Please set down, word for word, the part of the material that opens with the line containing "Can you find the green grass" and runs through the end of the material.

..............................

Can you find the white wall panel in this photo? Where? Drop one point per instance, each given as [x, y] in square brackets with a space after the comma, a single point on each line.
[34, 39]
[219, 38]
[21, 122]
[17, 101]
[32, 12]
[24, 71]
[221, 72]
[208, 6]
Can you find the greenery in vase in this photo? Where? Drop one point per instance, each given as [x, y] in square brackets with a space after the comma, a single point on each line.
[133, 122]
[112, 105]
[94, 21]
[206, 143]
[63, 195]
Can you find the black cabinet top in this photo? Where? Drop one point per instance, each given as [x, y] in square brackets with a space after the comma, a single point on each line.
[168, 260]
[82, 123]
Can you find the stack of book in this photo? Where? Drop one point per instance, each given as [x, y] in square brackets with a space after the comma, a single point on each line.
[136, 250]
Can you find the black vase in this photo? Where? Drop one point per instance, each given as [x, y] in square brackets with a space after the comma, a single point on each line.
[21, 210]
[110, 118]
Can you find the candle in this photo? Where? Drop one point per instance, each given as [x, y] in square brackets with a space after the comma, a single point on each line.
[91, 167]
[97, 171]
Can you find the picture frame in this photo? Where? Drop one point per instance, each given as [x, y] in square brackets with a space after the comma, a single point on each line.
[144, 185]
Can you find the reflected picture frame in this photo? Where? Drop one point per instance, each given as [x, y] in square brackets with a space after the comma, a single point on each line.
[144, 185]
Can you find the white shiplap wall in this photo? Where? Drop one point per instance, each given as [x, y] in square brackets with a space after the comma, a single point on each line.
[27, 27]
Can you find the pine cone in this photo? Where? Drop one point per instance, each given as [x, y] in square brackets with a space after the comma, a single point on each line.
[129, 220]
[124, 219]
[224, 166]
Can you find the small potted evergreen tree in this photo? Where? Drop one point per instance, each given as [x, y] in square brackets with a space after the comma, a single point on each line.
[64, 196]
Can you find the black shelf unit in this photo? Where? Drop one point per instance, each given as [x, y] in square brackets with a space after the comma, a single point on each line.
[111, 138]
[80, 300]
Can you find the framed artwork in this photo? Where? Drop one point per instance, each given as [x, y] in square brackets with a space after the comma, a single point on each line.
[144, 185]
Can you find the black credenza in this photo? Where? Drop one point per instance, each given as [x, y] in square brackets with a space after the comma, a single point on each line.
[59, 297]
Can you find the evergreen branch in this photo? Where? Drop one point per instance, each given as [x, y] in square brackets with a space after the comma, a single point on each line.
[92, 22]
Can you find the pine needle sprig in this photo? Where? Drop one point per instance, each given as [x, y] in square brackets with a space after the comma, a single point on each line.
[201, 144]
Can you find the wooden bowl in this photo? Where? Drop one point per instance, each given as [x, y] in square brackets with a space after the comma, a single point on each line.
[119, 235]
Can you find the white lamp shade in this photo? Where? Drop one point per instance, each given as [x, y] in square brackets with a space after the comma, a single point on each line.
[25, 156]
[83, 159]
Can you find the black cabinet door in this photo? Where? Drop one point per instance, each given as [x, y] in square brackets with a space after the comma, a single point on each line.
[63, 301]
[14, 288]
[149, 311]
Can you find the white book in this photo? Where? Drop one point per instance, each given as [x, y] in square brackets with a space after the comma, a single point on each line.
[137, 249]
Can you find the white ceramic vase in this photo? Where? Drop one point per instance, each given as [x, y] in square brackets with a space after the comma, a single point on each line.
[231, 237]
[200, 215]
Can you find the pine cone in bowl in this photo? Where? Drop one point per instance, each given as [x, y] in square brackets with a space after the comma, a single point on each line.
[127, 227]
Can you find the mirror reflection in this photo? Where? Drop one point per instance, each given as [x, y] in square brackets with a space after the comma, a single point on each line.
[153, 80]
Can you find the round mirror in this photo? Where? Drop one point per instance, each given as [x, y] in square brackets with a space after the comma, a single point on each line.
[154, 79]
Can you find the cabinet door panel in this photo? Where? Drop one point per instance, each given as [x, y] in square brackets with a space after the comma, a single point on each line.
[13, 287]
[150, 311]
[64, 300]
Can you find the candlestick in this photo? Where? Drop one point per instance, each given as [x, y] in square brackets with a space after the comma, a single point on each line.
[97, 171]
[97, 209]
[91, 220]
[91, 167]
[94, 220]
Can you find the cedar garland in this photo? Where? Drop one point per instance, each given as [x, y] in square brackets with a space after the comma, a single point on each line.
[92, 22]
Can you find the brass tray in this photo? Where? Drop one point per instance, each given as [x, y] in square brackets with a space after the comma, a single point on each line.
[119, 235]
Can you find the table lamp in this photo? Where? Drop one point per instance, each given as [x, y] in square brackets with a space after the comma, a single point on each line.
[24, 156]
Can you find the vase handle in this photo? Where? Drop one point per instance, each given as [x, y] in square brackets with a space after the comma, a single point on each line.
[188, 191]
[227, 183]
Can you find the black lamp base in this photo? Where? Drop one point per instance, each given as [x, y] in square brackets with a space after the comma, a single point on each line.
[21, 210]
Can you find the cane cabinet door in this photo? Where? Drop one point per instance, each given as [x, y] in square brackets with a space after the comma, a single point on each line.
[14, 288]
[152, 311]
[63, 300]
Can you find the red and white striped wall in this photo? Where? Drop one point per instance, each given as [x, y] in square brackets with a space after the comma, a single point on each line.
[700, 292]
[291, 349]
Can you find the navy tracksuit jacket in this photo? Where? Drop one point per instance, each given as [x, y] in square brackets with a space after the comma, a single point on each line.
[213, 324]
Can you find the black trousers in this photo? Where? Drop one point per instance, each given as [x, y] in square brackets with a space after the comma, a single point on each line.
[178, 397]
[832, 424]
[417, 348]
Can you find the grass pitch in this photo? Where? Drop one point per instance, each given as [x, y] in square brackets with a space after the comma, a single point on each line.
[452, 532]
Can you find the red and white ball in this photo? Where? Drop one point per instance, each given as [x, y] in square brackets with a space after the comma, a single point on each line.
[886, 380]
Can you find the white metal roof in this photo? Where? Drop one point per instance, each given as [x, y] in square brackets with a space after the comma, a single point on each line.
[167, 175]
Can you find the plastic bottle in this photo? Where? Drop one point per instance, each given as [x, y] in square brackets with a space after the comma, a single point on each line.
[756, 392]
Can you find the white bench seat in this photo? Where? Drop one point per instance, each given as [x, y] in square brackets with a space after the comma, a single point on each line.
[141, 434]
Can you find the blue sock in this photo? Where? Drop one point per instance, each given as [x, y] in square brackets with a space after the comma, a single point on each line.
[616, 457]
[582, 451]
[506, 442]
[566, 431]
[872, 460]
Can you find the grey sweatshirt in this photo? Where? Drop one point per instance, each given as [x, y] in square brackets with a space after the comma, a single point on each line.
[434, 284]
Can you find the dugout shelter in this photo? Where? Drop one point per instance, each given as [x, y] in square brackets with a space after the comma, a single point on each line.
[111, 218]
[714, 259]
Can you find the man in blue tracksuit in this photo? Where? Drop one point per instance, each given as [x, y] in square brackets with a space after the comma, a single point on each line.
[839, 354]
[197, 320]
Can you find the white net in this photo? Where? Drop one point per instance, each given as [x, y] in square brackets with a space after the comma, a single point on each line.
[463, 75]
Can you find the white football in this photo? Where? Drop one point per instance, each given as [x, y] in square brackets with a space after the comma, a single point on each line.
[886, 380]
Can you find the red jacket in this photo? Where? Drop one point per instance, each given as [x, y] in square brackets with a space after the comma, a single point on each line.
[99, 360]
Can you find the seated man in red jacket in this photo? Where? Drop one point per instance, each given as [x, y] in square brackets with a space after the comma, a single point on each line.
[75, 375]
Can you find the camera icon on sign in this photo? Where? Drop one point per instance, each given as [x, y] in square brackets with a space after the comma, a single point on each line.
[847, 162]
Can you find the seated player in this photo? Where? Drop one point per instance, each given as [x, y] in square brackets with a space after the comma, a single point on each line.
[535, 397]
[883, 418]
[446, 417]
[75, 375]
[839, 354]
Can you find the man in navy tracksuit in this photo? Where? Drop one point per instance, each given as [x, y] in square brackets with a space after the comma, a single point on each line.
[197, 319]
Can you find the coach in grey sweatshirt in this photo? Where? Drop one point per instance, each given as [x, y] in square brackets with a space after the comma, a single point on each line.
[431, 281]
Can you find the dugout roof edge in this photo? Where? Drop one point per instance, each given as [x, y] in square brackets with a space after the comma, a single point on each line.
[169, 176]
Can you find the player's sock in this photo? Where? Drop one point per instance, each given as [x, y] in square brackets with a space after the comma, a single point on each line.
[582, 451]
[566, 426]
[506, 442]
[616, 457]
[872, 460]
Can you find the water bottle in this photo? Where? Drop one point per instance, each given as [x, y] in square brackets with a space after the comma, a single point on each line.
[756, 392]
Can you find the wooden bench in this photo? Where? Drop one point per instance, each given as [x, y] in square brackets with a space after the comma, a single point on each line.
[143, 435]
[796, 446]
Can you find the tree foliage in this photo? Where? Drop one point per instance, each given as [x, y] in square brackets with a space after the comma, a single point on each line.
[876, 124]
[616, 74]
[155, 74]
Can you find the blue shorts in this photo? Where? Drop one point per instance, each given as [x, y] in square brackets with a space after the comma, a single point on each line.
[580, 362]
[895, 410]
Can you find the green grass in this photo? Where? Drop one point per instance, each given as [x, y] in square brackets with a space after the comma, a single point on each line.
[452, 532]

..............................

**Task answer**.
Can you find the green grass in this photo? Where? Drop one point per instance, each given as [x, y] in square brackets with a space after the comma, a single point on each line.
[452, 532]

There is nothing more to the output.